---- DATASET CONTENT

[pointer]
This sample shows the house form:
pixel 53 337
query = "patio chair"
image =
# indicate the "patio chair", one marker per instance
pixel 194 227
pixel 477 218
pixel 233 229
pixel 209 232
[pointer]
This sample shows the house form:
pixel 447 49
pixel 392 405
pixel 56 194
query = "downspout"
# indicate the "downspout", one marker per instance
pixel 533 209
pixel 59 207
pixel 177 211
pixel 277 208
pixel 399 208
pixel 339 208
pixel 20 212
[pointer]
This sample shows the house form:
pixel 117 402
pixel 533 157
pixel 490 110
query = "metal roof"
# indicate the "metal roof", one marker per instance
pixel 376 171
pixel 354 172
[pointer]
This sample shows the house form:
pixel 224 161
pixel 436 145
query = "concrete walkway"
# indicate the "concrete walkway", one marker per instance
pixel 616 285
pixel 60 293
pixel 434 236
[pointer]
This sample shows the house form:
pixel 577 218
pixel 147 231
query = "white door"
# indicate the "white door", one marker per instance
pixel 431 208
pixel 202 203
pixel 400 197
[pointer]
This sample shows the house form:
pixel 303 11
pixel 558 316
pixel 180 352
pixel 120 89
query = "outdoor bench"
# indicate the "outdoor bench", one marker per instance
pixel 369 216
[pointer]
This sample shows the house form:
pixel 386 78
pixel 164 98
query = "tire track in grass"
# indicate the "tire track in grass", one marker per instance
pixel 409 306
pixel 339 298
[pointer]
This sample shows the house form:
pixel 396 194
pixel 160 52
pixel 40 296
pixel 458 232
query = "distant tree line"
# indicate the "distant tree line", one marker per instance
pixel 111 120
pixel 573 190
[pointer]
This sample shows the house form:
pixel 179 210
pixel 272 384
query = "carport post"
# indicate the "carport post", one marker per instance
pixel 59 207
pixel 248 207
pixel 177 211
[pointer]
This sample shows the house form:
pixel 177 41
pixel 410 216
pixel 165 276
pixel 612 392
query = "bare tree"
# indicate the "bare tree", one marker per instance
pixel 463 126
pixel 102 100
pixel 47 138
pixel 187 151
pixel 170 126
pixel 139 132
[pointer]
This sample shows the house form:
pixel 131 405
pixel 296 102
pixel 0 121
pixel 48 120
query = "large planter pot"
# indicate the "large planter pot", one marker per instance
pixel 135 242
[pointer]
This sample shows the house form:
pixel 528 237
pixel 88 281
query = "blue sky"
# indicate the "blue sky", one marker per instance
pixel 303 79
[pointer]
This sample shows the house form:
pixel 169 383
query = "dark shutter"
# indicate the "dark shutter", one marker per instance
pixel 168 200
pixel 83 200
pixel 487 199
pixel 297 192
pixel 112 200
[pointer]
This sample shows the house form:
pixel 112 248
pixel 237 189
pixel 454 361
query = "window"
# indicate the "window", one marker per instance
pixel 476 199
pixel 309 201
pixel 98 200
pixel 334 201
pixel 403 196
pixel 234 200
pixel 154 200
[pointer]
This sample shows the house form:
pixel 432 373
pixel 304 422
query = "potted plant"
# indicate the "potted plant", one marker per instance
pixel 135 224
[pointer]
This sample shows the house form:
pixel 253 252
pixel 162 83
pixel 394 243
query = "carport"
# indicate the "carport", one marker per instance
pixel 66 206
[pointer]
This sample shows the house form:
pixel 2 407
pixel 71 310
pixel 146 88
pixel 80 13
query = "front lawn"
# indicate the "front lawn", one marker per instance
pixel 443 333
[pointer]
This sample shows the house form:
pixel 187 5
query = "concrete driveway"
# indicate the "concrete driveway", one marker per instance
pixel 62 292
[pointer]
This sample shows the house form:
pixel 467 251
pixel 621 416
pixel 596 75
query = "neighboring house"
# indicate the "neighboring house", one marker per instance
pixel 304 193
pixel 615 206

--------

TASK STATEMENT: Using the exact wording, write out all of the records.

CORRECT RESULT:
[pointer]
This sample shows the house form:
pixel 53 337
query = "patio chair"
image =
# indicate the "patio chair", one marker per instance
pixel 194 227
pixel 477 218
pixel 233 229
pixel 209 232
[pointer]
This sample shows the house form:
pixel 447 49
pixel 392 405
pixel 56 194
query = "downspout"
# indicate the "downspout", one marker per instance
pixel 533 209
pixel 59 207
pixel 177 211
pixel 277 208
pixel 399 208
pixel 339 208
pixel 20 212
[pointer]
This sample shows the house form:
pixel 117 402
pixel 533 157
pixel 490 110
query = "metal roof"
# indicate the "metal roof", one marker per instance
pixel 376 171
pixel 354 172
[pointer]
This sample shows the house form:
pixel 224 161
pixel 436 145
query = "concrete walkway"
# indicate the "concrete walkway", one marker per instance
pixel 616 285
pixel 60 293
pixel 434 236
[pointer]
This sample shows the house form:
pixel 577 218
pixel 147 231
query = "white door"
# indicate the "white door", one marker per instance
pixel 431 208
pixel 202 203
pixel 400 197
[pointer]
This sample shows the house form:
pixel 303 11
pixel 558 316
pixel 180 352
pixel 120 89
query = "outdoor bench"
# indicate the "outdoor bench", one marker per instance
pixel 369 216
[pointer]
This sample shows the house form:
pixel 386 78
pixel 164 98
query = "tire track in grass"
# indicate the "tire track in grass", one marker per instance
pixel 409 306
pixel 339 298
[pointer]
This sample shows the house form:
pixel 396 194
pixel 160 52
pixel 40 296
pixel 458 232
query = "distant tree line"
# indicate the "distant tree line", one marker per instance
pixel 111 120
pixel 573 190
[pointer]
This sample shows the house form:
pixel 179 210
pixel 272 384
query = "carport post"
# indicate the "carport post", one marker per instance
pixel 59 207
pixel 248 207
pixel 177 211
[pointer]
This sample shows the house form:
pixel 177 41
pixel 410 216
pixel 165 276
pixel 612 392
query = "bare tree"
# indicate the "bare tree", one marker per instance
pixel 463 126
pixel 102 100
pixel 47 138
pixel 187 151
pixel 170 126
pixel 139 132
[pointer]
This sample shows the house form:
pixel 131 405
pixel 296 102
pixel 0 121
pixel 48 120
query = "large planter pot"
# indicate the "large planter pot", one marker per instance
pixel 135 242
[pointer]
This sample shows the house form:
pixel 528 237
pixel 88 281
query = "blue sky"
# indicate the "blue sky", one marker per instance
pixel 303 79
[pointer]
This sample shows the house form:
pixel 169 383
query = "dark shutter"
# indicate the "dark shutter", one marker per instance
pixel 168 200
pixel 83 200
pixel 487 199
pixel 297 192
pixel 112 200
[pointer]
This sample shows the house form:
pixel 112 248
pixel 237 189
pixel 454 361
query = "window"
# indicate the "window", one marker per instance
pixel 476 199
pixel 309 201
pixel 98 200
pixel 334 201
pixel 403 196
pixel 234 200
pixel 154 200
[pointer]
This sample shows the house form:
pixel 432 373
pixel 304 422
query = "potted plant"
# indicate the "potted plant", one marker per instance
pixel 135 224
[pointer]
This sample shows the house form:
pixel 253 252
pixel 162 83
pixel 394 243
query = "carport"
# indicate the "carport", one marker per instance
pixel 66 206
[pointer]
This sample shows the house form:
pixel 2 407
pixel 71 310
pixel 146 88
pixel 80 13
query = "front lawn"
# indicate the "front lawn", one marker per instance
pixel 443 333
[pointer]
This sample shows the house form:
pixel 187 5
query = "concrete driveway"
# indicate the "concrete driveway", one marker per instance
pixel 62 292
[pointer]
This sample shows the house form:
pixel 467 251
pixel 621 416
pixel 596 75
query = "neighboring house"
# indicate the "neighboring house", one marker per instance
pixel 304 193
pixel 615 206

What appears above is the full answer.